> [DIRECTIONS]:
Go through the data line by line. Copy each one holding the string "cabinet".

[Excerpts from a dataset]
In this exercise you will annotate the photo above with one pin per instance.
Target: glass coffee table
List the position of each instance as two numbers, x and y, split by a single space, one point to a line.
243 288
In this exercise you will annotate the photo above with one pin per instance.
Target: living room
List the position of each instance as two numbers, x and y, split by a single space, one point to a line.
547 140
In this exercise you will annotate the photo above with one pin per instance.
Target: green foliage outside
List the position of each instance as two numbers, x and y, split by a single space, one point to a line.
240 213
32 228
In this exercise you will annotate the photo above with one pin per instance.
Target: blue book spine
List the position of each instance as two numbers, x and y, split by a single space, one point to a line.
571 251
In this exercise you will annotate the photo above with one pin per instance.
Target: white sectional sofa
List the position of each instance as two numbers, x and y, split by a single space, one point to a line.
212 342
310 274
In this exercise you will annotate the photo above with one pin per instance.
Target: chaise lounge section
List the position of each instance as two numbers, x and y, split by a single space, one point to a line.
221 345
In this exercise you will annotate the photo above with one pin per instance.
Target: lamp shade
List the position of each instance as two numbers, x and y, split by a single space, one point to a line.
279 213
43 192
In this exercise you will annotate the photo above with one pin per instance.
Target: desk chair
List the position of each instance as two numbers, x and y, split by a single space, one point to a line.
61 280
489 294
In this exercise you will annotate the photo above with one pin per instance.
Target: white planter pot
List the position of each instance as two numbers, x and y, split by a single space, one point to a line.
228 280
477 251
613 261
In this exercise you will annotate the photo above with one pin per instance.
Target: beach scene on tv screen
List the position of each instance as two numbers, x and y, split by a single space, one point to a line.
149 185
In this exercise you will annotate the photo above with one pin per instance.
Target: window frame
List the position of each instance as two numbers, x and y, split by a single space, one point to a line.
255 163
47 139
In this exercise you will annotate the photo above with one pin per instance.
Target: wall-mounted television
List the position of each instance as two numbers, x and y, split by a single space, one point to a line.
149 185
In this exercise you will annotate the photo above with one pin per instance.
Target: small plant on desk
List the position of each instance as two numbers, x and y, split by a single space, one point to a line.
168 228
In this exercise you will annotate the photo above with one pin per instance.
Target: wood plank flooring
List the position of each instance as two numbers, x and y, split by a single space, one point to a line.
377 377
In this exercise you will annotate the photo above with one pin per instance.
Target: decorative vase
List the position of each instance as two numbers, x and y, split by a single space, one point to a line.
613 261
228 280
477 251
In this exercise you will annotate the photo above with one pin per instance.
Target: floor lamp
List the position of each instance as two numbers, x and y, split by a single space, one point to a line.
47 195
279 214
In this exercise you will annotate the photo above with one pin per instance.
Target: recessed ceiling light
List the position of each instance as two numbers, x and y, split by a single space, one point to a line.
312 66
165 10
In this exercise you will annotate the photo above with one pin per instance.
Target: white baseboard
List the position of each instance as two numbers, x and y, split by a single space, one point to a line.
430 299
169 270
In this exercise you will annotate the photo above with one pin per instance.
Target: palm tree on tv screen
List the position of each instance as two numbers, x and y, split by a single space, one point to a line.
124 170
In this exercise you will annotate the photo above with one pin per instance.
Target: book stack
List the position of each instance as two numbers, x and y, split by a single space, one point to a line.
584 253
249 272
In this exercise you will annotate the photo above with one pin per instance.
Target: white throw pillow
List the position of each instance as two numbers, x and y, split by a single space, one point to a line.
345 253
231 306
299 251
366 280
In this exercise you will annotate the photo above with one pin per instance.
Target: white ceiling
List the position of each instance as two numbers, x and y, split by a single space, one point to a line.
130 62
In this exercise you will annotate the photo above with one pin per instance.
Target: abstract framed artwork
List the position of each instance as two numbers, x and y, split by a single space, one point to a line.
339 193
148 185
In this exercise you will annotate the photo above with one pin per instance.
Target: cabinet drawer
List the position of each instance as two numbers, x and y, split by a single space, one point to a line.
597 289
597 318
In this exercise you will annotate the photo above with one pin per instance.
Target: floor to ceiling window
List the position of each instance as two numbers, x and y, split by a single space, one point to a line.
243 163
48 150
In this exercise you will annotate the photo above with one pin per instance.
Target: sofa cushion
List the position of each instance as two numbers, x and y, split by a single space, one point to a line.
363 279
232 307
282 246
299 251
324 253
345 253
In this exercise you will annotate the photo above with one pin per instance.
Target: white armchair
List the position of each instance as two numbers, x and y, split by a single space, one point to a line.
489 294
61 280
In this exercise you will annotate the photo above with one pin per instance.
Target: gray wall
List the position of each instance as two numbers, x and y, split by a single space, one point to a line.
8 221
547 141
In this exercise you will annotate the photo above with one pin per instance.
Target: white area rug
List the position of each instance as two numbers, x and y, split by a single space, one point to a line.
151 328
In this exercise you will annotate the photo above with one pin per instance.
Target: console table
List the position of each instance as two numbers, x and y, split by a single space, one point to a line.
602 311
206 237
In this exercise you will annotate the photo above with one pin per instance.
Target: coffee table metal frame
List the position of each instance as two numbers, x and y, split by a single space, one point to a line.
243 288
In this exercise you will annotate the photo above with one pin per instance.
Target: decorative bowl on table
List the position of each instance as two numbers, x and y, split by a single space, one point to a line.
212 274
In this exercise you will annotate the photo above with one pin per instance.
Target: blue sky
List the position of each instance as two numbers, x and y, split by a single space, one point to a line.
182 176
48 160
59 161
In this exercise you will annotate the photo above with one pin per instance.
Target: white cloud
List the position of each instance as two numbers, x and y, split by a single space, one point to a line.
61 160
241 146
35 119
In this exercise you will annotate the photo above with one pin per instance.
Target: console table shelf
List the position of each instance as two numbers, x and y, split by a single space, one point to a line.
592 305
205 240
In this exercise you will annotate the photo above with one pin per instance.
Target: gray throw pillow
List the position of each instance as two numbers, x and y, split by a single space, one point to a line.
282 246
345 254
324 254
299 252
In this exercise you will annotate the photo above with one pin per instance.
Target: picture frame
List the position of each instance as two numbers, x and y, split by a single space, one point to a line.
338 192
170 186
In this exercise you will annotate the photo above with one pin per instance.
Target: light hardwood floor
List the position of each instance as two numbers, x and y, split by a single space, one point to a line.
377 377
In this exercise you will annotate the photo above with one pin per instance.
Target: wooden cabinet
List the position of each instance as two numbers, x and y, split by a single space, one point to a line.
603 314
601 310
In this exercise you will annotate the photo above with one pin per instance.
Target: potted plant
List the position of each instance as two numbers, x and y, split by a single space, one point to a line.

> [SOLUTION]:
Target: cabinet drawer
Target: wooden cabinet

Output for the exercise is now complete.